> Text to read:
"""

Guarantor.    The Guarantor as defined in Paragraph 23. 

Independent Appraiser.    A person or entity with no material current or prior business or
personal relationship with the Advisor or the Directors, who is engaged to a substantial extent in the business of rendering opinions regarding the value of assets of the type held by the Company, and who is a qualified appraiser of real estate as
determined by the Board. Membership in a nationally recognized appraisal society such as the American Institute of Real Estate Appraisers (“M.A.I.”) or the Society of Real Estate Appraisers (“S.R.E.A.”) shall be conclusive
evidence of such qualification. 
 Invested Capital.    The amount calculated by
multiplying the total number of Shares purchased by stockholders by the issue price, reduced by the portion of any Distribution that is attributable to Net Sales Proceeds and by any amounts paid by the Company to repurchase Shares pursuant to the
Company’s plan for redemption of Shares. For purposes of calculating the Stockholders’ 8% Return, Invested Capital shall be determined for each day during the period for which the Stockholders’ 8% Return is being calculated net of
(1) Distributions of Cash from Sales and Financings, except to the extent such Distributions would be required to achieve a cumulative, non-compounded, annual return of 8%, and (2) Distributions other than from Cash from Sales and
Financings to the extent such Distributions provide a cumulative, non-

  
 4 

 
compounded, annual return in excess of 8%, as all such amounts are computed on a daily basis based on a three hundred sixty-five day year. 

Joint Venture.    Any joint venture, limited liability company or other Affiliate of the
Company that owns, in whole or in part on behalf of the Company, any Property, Loan or other Permitted Investment. 
 Listing.    The listing of the Shares on a national securities exchange or over-the-counter market. 

Loans.    Mortgage loans and other types of debt financing investments made by the Company or
the Partnership, either directly or indirectly, including through ownership interests in a Joint Venture or partnership, and including, without limitation, mezzanine loans, B-notes, bridge loans, convertible mortgages, wraparound mortgage loans,
construction mortgage loans, loans on leasehold interests, and participations in such loans. 
 Major
Lease(s).    Any new lease or the renewal or extension of an existing lease that exceeds certain thresholds as defined by the Board or a committee thereof from time to time. 

NASAA Guidelines.    The NASAA Statement of Policy Regarding Real Estate Investment Trusts as
in effect on the date hereof. 
 Net Asset Value.    The excess of (i) the
aggregate of the Adjusted Cost over (ii) the aggregate outstanding amount of debt of the Company, the Partnership, and the Joint Ventures (as adjusted for the Company’s interest in such Joint Ventures) and any accrued interest thereon
(excluding debt borrowed for purposes other than acquiring or refinancing Properties). 
 Net
Income.    For any period, the total revenues applicable to such period, less the total expenses applicable to such period excluding additions to reserves for depreciation, bad debts or other similar non-cash reserves;
provided, however, Net Income for purposes of calculating total allowable Operating Expenses (as defined herein) shall exclude the gain from the sale of the Company’s assets.

"""

> Data block:
"""

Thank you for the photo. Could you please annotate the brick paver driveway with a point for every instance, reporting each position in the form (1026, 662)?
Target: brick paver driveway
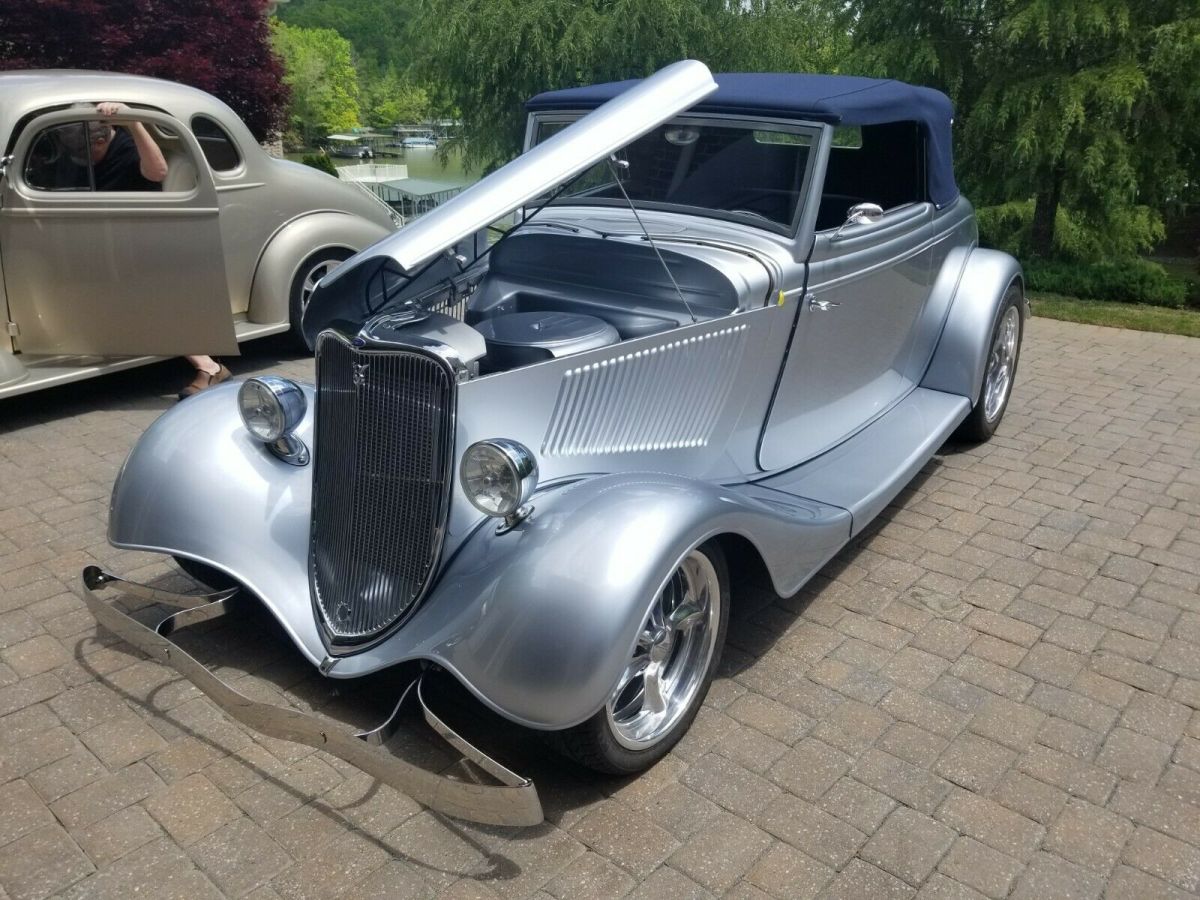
(994, 693)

"""

> What this exercise asks:
**a.** Answer these questions using the list of defined terms, one answer per line:
(i) What counts as conclusive evidence that an Independent Appraiser is qualified?
(ii) What does Listing mean?
(iii) When Net Income is calculated for total allowable Operating Expenses, what does it exclude?
**b.** Extend the list of defined terms past the Net Income entry, keeping the same format and formal tone.
The lines shown with the definitions are separate material.

> Answers to each task:
**a.**
(i) Membership in a nationally recognized appraisal society, such as the American Institute of Real Estate Appraisers ("M.A.I.") or the Society of Real Estate Appraisers ("S.R.E.A.").
(ii) The listing of the Shares on a national securities exchange or over-the-counter market.
(iii) The gain from the sale of the Company's assets.

**b.**
Net Sales Proceeds.    In the case of a transaction described in clause (i) (A) of
the definition of Sale, the proceeds of any such transaction less the amount of all real estate commissions and closing costs paid by the Company. In the case of a transaction described in clause (i) (B) of such definition, Net Sales
Proceeds means the proceeds of any such transaction less the amount of any legal and other selling expenses incurred in connection with such transaction. In the case of a transaction described in clause (i) (C) of such definition, Net
Sales Proceeds means the proceeds of any such transaction actually distributed to the Company from the joint venture. In the case of a transaction described in clause (ii) of the definition of Sale, Net Sales Proceeds means the proceeds of such
transaction or series of transactions less all amounts generated thereby and reinvested in one or more Properties within 180 days thereafter and less the amount of any real estate commissions, closing costs, and legal and other selling expenses
incurred by or allocated to the Company in connection with such transaction or series of transactions. Net Sales Proceeds shall not include any reserves established by the Company in its sole discretion. 

  
 5 

  

Offering.    Any offering of Shares that is registered with the SEC, excluding Shares offered
under any employee benefit plan. 
 Operating Expenses.    All costs and expenses
incurred by the Company, as determined under generally accepted accounting principles, which in any way are related to the operation of the Company or to Company business, including fees paid to the Advisor, but excluding (i) the expenses of
raising capital such as Organization and Offering Expenses, legal, audit, accounting, underwriting, brokerage, listing, registration, and other fees, printing and other such expenses and tax incurred in connection with the issuance, distribution,
transfer, registration and Listing of the Shares, (ii) interest payments, (iii) taxes, (iv) non-cash expenditures such as depreciation, amortization and bad loan reserves, (v) incentive fees paid in compliance with Section IV.F.
of the NASAA Guidelines and (vi) Acquisition Fees, Acquisition Expenses, real estate commissions on resale of property, and other expenses connected with the acquisition, disposition, and ownership of real estate interests, mortgage loans or
other property (such as the costs of foreclosure, insurance premiums, legal services, maintenance, repair and improvement of property).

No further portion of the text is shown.